[BEGIN]

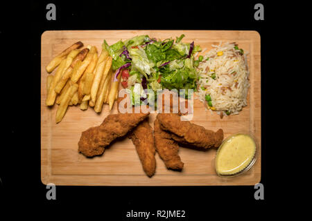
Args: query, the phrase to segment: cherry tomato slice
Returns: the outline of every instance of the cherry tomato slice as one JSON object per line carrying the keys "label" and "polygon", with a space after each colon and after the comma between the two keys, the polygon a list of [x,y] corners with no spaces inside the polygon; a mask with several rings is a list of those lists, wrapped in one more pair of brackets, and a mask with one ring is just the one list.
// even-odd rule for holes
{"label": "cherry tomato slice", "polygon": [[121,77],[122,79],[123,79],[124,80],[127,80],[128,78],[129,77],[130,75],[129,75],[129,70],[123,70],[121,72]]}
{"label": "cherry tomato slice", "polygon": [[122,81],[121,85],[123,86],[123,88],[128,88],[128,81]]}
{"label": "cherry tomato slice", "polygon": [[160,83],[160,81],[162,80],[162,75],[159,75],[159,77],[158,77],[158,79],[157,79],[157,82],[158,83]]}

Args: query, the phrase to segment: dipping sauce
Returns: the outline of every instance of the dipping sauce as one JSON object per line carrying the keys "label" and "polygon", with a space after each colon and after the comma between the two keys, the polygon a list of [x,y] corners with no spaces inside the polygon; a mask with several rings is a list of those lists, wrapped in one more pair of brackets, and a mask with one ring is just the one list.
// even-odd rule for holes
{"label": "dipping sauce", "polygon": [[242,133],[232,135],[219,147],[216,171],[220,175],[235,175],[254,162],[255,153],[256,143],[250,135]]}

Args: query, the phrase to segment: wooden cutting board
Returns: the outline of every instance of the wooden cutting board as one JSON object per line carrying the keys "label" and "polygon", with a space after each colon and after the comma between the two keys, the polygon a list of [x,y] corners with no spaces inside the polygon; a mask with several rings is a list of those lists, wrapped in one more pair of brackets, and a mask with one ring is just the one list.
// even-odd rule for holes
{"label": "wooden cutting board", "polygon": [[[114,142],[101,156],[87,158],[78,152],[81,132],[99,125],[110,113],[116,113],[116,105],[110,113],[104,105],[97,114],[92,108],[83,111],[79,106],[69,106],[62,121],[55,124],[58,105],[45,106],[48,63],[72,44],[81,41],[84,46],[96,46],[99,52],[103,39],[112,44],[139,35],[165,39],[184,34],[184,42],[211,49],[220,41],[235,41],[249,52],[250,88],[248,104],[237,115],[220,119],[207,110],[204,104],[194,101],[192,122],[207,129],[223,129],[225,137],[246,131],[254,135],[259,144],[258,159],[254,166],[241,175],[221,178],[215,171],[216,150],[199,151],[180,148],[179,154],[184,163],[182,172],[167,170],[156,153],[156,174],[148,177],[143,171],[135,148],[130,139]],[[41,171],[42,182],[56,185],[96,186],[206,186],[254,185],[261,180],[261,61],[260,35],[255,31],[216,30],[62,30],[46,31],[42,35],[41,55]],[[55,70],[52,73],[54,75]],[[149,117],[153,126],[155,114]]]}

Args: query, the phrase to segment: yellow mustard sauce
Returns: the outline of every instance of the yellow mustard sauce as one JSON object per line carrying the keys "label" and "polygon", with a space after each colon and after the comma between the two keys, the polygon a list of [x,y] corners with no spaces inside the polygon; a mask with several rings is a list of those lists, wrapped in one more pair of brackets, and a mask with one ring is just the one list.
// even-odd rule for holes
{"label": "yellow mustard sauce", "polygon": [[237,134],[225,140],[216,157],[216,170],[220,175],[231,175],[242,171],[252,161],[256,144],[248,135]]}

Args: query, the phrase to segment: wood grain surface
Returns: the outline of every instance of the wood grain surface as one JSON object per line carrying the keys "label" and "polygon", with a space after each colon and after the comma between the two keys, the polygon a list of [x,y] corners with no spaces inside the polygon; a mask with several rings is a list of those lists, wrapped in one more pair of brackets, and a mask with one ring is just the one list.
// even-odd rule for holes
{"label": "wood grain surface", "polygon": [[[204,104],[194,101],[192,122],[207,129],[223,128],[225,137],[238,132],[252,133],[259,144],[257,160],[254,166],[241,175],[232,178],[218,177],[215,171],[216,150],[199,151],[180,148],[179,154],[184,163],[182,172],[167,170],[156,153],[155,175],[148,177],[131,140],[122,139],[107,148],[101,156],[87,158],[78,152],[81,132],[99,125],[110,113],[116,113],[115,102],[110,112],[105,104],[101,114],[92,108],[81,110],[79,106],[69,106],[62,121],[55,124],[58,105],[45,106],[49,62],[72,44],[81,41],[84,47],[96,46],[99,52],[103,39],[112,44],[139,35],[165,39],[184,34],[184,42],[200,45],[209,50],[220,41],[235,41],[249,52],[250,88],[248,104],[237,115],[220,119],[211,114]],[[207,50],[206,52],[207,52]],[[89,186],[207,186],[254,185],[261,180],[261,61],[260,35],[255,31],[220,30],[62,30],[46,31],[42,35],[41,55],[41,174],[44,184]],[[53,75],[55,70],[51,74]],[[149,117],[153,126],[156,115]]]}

[END]

◆ **SET PROBLEM**:
Show every line in the records that contains the string "Args".

◆ **COMPLETE RESPONSE**:
Args: query, the phrase to segment: cherry tomato slice
Args: query, the phrase to segment: dipping sauce
Args: query, the phrase to segment: wooden cutting board
Args: query, the phrase to segment: yellow mustard sauce
Args: query, the phrase to segment: wood grain surface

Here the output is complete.